Passage shown »
● ● ● ● ●
OP here....
Thanks for all the input. Amazing that you guys (or gals) all chimed in. Much appreciated.
I think the net result of my research, along with the perspectives in this thread, is that I'm (1) idealistic and (2) looking for a unicorn.
I dig the medical training that I take. I enjoy the idea of the "TacMed" and spend a fair amount of time and money each year getting good at both skillsets.
Ive invested in private instruction gunfighter training for years from guys that are all former SOF and are beyond good at what they do. Then added to it, NAEMT classes, ARC training, ECSI training and other private med training from tacmeds, former 68W's and W1s', and a flight paramedic. I throw my own time and money at this and none of it is related to my full time vocation.
I teach my family that you need to be as good at taking a life as saving a life. Since most "gun guys" are, well, "gun guys", and most don't know a tourniquet from a neck tie, I pride myself in the concept of having the ability to stabilize and sustain life as well as being the most dangerous man in the room so to speak.
So I find myself on car crashes a time or two per year. I'm the only guy on scene with blue gloves and a med kit for the 4 minutes of madness that occurs before fire or ambulance roll up. Ive been on like 12 crashes for some reason. God only knows why. Its not like I drive a taxi or anything. Just commute to work and back, and see fresh wrecks couple times a year for some reason. Sounds like I'm driving a traffic circle in Iraq but this is just a normal city in the US. So I have a med kit and nitrile gloves at the ready for first aid.
● ● ● ● ●
Provided data »
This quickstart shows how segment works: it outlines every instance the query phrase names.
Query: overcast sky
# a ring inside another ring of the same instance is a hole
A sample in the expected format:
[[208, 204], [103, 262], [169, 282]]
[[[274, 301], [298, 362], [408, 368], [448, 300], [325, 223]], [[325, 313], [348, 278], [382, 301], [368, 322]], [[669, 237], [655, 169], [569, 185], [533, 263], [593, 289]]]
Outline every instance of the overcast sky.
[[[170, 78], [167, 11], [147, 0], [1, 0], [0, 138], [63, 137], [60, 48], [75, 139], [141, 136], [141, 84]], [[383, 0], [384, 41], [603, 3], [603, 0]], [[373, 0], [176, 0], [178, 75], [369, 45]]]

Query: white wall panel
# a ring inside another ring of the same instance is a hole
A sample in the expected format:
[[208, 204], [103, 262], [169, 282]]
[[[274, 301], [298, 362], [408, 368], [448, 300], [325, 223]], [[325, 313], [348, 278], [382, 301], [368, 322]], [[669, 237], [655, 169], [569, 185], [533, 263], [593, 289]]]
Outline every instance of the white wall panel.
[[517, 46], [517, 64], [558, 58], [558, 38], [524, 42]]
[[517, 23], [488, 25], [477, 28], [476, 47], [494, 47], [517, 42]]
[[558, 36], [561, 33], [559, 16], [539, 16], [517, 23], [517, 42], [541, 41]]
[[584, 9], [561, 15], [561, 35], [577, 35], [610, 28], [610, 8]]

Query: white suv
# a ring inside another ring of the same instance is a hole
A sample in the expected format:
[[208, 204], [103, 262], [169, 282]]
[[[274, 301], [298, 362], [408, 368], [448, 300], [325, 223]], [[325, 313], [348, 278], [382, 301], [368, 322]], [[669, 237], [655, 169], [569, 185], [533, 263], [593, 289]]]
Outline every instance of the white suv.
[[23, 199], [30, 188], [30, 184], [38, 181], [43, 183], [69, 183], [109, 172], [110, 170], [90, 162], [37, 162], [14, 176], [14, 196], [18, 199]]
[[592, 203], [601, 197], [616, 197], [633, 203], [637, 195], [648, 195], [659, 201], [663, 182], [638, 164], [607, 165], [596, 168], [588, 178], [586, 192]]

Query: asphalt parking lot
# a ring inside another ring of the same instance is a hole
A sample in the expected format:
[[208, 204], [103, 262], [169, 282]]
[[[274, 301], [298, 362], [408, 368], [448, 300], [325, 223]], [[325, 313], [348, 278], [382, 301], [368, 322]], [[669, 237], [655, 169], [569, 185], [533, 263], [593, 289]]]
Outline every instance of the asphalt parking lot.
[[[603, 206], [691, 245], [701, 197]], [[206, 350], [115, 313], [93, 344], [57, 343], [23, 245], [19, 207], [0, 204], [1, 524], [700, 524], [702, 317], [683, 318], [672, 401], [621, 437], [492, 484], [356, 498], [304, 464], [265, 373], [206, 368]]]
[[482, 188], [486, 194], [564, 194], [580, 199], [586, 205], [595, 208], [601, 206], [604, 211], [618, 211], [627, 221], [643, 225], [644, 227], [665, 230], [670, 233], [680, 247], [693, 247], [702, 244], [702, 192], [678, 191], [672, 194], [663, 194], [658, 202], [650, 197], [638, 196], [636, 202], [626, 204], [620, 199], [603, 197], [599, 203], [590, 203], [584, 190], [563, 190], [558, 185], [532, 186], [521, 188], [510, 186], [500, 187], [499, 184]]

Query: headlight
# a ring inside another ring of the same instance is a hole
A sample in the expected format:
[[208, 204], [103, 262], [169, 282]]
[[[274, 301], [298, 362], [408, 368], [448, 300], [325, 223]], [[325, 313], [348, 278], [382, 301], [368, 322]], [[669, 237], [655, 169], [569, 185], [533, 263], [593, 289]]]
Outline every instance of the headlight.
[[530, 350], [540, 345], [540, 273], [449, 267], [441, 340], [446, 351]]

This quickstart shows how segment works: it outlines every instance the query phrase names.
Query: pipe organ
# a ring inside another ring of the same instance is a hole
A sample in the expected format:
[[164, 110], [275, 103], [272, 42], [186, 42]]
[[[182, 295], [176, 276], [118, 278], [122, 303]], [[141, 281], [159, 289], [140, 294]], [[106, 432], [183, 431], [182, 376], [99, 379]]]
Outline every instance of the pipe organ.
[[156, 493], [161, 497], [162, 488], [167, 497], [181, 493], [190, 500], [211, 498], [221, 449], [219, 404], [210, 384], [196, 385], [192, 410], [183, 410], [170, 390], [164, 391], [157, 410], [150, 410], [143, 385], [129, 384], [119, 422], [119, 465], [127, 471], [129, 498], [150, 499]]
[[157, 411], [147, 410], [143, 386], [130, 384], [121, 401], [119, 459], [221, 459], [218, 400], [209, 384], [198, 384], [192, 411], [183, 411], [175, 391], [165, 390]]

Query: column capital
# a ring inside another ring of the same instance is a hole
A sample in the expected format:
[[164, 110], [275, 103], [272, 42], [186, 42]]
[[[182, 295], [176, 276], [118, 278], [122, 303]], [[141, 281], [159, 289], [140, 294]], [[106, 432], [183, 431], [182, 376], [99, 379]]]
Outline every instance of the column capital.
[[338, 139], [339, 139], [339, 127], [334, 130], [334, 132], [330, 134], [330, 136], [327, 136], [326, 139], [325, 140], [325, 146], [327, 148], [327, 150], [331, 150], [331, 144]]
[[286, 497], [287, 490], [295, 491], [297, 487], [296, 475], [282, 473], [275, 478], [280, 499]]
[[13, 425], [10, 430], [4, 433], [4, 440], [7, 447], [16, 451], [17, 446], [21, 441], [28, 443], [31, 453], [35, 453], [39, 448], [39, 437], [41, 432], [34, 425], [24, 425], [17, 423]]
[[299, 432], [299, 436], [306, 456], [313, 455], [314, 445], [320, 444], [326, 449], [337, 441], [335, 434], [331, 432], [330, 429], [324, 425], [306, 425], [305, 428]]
● ● ● ● ●
Problem set »
**a.** Answer these questions from the forum post about tactical medical training.
(i) How many car crashes does the writer say they have been on?
(ii) What does the writer teach their family about taking a life and saving a life?
(iii) How many minutes of madness does the writer say occur before fire or ambulance arrive?
**b.** Continue the forum post about tactical medical training, starting after its last sentence.

Answers by task »
**a.**
(i) About 12 crashes.
(ii) That you need to be as good at taking a life as saving a life.
(iii) 4 minutes.

**b.**
However the coffee I need to smell is that the adrenaline kick I get from being the civilian first responder, along with the admitted Superman mentality that I get from being a reasonably highly trained gunfighter AND a reasonably highly trained civilian medic, is that this is not a game. These people are hurt and it should not be a source of exhilaration for me that I seek out. I desire to help and I want to be there on someones worst day, but I think i need to draw a reasonable line where I need to say stop. There is no such thing as a 911 ambulance that has an empty seat for a wanna-be that wants to sit in on hero day then get dropped off at the house before you have to carry the fleas that come with the dog. I think I realize that now. Thanks for all the perspectives.